- [Request]: Convert the lines of the listing, starting with the line that contains "Find the white" and going on through the end of the listing, into a Markdown table with the columns "Number" and "Entry". Leave out blank lines.

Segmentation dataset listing
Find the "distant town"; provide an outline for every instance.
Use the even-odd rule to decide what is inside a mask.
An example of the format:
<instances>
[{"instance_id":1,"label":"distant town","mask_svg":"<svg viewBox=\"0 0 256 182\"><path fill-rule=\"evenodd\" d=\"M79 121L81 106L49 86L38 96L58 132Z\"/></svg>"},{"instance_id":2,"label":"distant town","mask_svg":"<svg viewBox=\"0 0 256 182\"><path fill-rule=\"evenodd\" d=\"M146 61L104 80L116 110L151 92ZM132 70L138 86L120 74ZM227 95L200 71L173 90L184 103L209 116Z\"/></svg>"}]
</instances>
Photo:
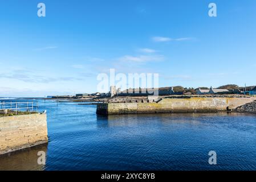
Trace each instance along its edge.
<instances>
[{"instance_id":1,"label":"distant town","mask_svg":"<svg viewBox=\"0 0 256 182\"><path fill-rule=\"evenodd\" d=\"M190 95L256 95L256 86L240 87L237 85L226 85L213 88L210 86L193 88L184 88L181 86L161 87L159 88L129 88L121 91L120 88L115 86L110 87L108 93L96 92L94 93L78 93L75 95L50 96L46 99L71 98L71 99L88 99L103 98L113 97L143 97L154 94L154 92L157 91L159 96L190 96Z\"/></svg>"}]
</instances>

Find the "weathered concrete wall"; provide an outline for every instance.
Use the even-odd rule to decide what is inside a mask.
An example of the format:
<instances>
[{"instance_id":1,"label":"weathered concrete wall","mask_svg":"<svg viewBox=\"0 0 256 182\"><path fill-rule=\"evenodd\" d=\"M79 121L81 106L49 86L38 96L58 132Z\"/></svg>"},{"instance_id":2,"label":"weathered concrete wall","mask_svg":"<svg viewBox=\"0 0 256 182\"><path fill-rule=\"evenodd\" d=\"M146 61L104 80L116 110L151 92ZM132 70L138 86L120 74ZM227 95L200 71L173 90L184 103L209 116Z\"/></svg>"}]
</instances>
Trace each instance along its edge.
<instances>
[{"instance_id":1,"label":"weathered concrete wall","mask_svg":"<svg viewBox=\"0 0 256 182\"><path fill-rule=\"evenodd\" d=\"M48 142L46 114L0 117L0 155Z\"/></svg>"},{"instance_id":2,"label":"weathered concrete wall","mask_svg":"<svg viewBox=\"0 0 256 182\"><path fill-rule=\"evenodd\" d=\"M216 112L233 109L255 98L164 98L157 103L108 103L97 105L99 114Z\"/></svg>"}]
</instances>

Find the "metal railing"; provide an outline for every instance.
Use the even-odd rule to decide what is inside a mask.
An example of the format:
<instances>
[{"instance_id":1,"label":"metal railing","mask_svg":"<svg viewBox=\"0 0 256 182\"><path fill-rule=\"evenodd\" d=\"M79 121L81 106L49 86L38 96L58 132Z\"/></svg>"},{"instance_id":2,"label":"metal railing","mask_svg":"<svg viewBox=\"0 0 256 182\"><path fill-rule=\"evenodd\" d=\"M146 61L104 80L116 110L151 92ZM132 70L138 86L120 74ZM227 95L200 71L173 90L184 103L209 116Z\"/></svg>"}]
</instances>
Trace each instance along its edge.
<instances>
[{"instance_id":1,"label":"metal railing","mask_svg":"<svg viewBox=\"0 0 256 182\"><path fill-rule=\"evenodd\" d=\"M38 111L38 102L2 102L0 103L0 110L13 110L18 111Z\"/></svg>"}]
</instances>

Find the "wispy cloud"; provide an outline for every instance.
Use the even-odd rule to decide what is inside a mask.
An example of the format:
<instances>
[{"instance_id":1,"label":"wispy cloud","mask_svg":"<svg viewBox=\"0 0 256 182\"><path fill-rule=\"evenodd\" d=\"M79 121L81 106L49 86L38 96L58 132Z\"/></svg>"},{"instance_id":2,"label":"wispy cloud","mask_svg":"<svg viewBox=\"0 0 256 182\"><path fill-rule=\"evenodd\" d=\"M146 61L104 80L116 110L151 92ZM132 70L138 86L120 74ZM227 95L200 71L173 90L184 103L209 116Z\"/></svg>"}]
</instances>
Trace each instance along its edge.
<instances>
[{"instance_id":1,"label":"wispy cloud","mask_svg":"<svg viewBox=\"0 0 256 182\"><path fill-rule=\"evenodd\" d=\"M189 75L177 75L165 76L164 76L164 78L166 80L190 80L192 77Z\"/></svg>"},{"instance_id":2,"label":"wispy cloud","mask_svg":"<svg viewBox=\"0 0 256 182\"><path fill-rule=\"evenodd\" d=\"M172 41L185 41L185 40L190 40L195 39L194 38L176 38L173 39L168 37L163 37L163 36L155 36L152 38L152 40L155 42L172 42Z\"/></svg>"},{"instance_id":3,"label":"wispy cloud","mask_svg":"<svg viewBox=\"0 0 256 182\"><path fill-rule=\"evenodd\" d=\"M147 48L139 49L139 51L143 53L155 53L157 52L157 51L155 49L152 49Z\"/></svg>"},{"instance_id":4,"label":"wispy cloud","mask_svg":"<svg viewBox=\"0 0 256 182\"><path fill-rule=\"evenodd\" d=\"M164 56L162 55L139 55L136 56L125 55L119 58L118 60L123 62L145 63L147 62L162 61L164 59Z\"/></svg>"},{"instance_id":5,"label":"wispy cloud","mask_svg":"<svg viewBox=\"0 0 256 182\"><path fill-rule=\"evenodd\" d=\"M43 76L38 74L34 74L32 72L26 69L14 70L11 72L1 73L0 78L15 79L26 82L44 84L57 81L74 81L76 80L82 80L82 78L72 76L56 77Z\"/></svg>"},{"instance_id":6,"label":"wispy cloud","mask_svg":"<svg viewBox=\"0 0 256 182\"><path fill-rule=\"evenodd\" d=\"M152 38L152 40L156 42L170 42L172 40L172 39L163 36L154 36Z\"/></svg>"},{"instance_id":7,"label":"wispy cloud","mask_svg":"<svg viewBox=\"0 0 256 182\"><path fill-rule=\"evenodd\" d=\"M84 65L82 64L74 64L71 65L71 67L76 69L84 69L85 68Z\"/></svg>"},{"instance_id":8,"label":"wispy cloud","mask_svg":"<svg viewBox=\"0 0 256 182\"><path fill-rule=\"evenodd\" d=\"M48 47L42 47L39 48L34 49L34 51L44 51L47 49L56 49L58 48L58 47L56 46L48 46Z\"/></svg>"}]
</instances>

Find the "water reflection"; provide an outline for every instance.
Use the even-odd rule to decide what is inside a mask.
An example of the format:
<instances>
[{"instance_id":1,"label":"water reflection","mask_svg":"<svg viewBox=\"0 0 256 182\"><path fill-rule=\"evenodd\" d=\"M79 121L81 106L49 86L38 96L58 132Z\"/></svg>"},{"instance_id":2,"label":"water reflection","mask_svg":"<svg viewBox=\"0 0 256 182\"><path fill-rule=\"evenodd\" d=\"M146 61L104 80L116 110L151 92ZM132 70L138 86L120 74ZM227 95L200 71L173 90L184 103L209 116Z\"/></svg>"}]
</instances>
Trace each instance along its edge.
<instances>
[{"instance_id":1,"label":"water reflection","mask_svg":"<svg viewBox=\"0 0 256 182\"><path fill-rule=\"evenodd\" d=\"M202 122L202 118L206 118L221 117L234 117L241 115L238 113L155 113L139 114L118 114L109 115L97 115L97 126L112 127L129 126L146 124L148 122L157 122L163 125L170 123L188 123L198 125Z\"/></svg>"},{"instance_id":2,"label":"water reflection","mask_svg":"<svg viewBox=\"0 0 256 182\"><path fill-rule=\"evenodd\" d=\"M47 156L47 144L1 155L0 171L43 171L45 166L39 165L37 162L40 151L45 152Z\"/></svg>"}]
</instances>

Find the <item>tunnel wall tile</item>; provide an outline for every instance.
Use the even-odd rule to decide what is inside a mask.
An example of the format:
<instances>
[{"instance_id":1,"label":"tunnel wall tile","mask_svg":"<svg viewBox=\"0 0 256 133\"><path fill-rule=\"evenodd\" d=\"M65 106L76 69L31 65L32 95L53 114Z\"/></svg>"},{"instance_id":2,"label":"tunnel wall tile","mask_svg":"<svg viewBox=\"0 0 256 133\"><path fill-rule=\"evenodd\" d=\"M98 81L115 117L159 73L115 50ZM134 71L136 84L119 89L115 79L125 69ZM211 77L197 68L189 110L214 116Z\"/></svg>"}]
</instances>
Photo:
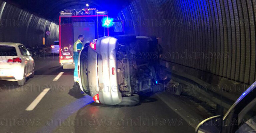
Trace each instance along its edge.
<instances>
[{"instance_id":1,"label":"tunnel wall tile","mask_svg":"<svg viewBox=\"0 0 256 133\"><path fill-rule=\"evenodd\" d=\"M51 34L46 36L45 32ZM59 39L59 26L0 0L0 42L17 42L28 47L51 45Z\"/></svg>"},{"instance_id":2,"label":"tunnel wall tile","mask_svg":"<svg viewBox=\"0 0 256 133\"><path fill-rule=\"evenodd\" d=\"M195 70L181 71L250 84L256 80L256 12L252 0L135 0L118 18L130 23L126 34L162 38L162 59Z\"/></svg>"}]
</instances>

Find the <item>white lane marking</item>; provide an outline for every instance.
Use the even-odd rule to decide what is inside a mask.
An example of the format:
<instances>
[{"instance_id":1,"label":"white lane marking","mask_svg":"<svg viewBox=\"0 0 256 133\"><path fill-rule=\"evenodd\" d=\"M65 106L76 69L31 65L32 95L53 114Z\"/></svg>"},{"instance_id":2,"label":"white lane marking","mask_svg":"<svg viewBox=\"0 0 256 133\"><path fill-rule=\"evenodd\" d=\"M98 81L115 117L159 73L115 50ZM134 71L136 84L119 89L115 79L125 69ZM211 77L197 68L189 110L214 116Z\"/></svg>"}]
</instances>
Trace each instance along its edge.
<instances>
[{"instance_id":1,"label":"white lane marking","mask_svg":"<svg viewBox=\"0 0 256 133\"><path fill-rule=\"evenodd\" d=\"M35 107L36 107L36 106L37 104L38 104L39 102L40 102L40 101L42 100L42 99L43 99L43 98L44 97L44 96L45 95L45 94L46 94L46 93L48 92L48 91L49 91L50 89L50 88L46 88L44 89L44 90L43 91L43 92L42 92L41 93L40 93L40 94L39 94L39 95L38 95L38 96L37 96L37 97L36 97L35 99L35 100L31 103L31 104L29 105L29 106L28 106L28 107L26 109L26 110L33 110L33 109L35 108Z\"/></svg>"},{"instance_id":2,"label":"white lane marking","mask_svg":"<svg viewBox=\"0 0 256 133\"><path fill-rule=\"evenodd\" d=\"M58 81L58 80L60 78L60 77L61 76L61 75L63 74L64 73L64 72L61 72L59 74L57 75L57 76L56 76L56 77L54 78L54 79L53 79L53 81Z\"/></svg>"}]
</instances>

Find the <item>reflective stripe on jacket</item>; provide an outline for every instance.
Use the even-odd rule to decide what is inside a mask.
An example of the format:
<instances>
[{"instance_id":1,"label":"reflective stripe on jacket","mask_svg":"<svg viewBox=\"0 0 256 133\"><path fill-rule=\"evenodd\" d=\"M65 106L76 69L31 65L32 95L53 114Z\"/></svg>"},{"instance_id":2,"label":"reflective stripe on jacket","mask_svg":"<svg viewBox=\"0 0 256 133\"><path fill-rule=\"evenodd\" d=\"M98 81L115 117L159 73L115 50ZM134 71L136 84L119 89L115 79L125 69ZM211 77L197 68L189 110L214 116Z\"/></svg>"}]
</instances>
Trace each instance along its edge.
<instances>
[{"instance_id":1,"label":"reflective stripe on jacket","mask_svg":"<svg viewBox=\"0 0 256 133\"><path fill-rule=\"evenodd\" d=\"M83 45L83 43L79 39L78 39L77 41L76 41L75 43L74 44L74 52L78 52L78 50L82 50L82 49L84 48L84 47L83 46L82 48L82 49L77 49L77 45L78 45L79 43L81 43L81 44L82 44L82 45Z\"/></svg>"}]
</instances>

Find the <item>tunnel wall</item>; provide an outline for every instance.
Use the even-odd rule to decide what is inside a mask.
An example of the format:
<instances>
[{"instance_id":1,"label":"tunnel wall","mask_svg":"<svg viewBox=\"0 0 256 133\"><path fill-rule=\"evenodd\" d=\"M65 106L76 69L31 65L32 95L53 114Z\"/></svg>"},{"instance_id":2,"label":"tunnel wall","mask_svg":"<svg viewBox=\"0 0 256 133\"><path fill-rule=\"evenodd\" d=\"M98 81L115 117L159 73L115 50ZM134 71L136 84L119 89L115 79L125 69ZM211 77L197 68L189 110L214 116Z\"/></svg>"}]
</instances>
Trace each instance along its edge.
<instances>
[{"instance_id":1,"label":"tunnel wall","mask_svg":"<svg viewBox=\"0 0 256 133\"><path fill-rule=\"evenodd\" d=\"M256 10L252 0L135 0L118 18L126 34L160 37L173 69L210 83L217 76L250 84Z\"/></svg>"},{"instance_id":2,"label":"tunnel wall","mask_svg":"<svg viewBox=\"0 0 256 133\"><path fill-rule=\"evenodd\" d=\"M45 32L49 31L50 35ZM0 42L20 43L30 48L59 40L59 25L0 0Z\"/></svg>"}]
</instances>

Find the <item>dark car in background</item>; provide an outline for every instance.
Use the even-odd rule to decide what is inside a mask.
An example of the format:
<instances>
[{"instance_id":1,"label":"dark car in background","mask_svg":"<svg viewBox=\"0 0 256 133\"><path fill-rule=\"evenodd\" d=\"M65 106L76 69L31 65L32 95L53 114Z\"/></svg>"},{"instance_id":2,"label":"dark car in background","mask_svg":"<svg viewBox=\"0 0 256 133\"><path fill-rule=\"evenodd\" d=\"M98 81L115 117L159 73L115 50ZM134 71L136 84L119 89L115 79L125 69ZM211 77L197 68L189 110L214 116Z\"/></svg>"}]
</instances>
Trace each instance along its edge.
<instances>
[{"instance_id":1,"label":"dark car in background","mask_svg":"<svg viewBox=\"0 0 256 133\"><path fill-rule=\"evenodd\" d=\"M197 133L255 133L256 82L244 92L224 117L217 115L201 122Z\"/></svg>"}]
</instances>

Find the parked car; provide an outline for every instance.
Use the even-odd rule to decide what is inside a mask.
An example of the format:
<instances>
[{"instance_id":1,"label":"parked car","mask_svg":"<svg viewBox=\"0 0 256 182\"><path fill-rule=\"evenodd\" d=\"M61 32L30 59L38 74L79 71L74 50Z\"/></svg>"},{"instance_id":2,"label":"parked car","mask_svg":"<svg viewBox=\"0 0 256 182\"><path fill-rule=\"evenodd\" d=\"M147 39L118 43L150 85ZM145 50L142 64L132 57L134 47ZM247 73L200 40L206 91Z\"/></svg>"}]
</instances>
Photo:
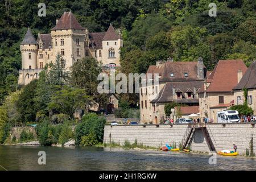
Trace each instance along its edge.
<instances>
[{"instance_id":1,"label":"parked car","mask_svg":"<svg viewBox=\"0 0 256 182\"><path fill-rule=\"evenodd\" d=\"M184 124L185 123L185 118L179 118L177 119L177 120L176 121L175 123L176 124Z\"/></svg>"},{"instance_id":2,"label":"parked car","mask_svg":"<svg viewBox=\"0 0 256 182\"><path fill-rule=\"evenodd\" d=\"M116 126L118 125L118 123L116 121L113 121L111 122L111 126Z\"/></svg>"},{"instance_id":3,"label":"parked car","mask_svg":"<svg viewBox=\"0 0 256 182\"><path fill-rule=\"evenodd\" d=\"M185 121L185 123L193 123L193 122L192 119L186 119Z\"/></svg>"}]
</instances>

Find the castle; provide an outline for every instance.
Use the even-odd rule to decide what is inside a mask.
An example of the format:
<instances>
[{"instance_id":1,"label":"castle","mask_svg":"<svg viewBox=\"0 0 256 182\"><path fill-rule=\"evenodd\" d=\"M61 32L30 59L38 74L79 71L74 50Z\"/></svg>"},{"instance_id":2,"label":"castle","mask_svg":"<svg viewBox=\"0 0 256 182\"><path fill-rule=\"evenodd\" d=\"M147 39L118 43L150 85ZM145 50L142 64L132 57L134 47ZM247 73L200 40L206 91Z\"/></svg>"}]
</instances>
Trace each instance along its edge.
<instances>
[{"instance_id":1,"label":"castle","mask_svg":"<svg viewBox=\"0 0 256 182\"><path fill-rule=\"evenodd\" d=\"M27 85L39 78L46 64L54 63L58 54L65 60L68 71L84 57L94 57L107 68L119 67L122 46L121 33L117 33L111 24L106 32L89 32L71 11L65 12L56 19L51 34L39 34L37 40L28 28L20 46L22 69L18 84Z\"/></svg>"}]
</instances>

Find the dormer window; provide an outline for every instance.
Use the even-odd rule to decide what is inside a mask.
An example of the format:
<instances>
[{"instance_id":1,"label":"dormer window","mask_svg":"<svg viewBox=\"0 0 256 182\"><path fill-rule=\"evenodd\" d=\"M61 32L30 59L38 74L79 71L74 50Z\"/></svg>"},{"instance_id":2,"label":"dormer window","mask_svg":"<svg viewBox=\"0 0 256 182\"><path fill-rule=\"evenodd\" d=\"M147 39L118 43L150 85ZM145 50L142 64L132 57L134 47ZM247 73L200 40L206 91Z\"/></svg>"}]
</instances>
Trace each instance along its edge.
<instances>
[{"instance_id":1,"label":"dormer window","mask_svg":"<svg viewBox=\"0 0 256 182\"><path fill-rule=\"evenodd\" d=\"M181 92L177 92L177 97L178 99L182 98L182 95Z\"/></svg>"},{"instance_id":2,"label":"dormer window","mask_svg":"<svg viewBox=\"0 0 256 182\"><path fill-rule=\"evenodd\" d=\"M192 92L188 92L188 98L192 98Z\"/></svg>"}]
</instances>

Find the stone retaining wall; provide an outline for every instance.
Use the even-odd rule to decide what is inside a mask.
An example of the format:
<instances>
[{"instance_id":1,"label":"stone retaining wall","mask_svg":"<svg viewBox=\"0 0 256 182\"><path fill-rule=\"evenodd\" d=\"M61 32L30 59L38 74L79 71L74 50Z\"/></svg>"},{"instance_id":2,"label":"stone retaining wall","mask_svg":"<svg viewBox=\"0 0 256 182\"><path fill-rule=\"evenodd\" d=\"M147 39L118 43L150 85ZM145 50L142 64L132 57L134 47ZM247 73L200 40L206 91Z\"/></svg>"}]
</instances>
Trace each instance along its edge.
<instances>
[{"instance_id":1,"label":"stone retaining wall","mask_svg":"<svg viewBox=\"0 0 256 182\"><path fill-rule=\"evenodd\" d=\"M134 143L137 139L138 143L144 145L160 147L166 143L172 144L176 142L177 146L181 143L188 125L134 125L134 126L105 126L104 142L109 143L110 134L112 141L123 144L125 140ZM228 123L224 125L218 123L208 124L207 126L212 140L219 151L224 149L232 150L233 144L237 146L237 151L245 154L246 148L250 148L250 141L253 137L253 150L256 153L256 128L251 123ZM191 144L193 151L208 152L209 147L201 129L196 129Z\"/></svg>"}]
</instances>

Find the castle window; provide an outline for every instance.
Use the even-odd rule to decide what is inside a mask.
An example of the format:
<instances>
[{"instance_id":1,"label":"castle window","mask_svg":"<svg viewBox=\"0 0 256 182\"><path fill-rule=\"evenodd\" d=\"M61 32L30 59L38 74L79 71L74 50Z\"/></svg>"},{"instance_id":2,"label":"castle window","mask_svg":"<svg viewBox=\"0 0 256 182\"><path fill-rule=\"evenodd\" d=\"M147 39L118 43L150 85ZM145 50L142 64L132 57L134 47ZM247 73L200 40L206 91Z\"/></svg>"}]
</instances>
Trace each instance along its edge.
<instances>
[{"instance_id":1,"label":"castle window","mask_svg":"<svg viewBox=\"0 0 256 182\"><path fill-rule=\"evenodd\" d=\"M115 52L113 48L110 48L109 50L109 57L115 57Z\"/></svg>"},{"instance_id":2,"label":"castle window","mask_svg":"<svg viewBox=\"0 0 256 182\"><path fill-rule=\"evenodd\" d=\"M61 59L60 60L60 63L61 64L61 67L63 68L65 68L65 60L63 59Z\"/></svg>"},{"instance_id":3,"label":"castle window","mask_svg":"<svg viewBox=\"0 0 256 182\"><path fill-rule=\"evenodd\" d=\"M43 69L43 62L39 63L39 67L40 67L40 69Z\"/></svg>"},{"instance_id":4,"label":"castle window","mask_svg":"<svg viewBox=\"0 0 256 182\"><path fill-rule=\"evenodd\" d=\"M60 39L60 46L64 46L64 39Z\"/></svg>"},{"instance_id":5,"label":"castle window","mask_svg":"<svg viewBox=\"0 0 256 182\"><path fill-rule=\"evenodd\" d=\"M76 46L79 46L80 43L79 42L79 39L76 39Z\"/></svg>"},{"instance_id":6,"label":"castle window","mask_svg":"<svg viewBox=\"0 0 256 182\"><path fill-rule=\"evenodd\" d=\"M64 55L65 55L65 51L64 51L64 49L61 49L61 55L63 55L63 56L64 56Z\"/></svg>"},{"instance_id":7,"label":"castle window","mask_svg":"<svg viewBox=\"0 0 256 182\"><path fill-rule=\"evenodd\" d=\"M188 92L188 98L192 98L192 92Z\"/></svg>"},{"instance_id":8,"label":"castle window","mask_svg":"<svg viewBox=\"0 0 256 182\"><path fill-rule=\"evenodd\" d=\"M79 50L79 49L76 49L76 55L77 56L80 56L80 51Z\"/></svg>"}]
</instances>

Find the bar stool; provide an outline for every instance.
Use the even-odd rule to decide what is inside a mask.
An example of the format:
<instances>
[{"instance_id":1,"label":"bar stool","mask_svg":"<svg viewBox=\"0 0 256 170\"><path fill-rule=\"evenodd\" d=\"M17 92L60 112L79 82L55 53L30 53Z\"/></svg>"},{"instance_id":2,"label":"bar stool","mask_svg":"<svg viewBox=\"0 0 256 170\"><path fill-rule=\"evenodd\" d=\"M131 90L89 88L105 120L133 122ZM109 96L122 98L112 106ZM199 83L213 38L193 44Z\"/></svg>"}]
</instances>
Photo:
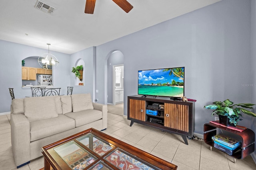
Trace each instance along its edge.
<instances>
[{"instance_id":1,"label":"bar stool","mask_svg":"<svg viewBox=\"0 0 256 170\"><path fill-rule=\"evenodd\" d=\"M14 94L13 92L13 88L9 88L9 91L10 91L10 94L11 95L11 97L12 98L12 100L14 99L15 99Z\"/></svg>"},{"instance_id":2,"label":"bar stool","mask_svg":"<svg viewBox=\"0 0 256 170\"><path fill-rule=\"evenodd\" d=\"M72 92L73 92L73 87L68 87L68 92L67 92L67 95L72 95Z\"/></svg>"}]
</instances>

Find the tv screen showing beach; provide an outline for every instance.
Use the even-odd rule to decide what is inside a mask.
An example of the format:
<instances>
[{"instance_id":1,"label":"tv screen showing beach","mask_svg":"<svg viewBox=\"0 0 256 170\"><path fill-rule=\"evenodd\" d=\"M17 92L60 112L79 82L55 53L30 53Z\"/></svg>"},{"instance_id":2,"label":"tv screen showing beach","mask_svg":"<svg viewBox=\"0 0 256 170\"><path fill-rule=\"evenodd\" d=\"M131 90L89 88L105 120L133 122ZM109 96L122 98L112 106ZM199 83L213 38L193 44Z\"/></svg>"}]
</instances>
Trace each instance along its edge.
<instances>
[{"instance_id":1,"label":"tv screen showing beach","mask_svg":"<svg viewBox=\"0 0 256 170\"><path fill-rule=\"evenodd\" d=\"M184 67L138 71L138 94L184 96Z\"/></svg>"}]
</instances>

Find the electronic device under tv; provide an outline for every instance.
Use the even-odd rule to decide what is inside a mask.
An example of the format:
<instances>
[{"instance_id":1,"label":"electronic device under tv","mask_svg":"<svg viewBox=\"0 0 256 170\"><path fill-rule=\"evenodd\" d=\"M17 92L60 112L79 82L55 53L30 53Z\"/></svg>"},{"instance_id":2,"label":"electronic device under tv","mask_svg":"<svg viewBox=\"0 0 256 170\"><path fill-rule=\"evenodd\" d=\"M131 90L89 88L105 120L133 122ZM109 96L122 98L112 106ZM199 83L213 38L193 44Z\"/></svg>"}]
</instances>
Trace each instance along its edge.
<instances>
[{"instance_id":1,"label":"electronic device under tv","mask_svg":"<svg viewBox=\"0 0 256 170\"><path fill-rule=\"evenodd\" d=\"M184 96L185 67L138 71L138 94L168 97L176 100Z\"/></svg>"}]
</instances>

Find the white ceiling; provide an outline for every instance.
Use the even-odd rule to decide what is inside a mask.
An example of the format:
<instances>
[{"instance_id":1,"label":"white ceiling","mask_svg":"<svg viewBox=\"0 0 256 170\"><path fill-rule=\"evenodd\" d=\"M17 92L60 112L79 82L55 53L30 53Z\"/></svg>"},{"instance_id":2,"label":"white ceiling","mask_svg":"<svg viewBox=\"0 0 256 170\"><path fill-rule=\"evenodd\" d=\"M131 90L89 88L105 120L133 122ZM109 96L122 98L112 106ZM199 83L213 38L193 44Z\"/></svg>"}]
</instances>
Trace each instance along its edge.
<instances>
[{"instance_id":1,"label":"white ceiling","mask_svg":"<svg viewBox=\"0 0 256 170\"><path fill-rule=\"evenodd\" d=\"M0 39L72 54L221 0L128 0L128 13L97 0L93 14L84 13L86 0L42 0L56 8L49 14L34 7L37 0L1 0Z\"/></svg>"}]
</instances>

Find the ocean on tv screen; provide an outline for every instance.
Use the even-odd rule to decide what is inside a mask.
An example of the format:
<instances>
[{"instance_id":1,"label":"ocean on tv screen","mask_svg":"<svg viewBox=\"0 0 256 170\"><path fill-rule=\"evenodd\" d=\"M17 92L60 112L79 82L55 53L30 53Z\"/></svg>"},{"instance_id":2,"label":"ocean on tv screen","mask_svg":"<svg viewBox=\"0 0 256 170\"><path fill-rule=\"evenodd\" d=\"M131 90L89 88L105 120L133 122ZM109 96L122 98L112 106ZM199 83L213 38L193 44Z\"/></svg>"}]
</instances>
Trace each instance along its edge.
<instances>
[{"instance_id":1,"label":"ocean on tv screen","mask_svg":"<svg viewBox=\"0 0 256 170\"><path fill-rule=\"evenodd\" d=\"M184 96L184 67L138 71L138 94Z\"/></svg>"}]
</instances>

- [Completed exercise]:
| Number | Entry |
|---|---|
| 1 | Find the white ceiling; provide an outline for every instance. |
| 2 | Use the even-odd rule to decide what is inside a mask. |
| 3 | An example of the format: |
| 4 | <instances> |
| 5 | [{"instance_id":1,"label":"white ceiling","mask_svg":"<svg viewBox=\"0 0 256 170\"><path fill-rule=\"evenodd\" d=\"M17 92L60 112L79 82L55 53L30 53Z\"/></svg>"},{"instance_id":2,"label":"white ceiling","mask_svg":"<svg viewBox=\"0 0 256 170\"><path fill-rule=\"evenodd\" d=\"M131 90L89 88L105 120L133 122ZM109 96L122 98L112 106ZM199 83L213 38L193 44Z\"/></svg>"}] |
| 6 | </instances> |
| 7 | Trace each instance along its edge. |
| 8 | <instances> |
| 9 | [{"instance_id":1,"label":"white ceiling","mask_svg":"<svg viewBox=\"0 0 256 170\"><path fill-rule=\"evenodd\" d=\"M0 39L72 54L221 0L128 0L128 13L97 0L93 14L84 13L86 0L42 0L56 8L49 14L34 7L37 0L1 0Z\"/></svg>"}] |
| 10 | </instances> |
| 11 | Find the ocean on tv screen; provide an outline for every instance. |
| 12 | Use the even-odd rule to decide what is inside a mask. |
| 13 | An example of the format: |
| 14 | <instances> |
| 15 | [{"instance_id":1,"label":"ocean on tv screen","mask_svg":"<svg viewBox=\"0 0 256 170\"><path fill-rule=\"evenodd\" d=\"M17 92L60 112L79 82L55 53L30 53Z\"/></svg>"},{"instance_id":2,"label":"ocean on tv screen","mask_svg":"<svg viewBox=\"0 0 256 170\"><path fill-rule=\"evenodd\" d=\"M131 90L89 88L105 120L133 122ZM109 96L122 98L112 106ZM199 83L213 38L193 44Z\"/></svg>"}] |
| 16 | </instances> |
| 17 | Trace each instance along its edge. |
| 18 | <instances> |
| 19 | [{"instance_id":1,"label":"ocean on tv screen","mask_svg":"<svg viewBox=\"0 0 256 170\"><path fill-rule=\"evenodd\" d=\"M184 96L184 67L138 71L138 94Z\"/></svg>"}] |
| 20 | </instances> |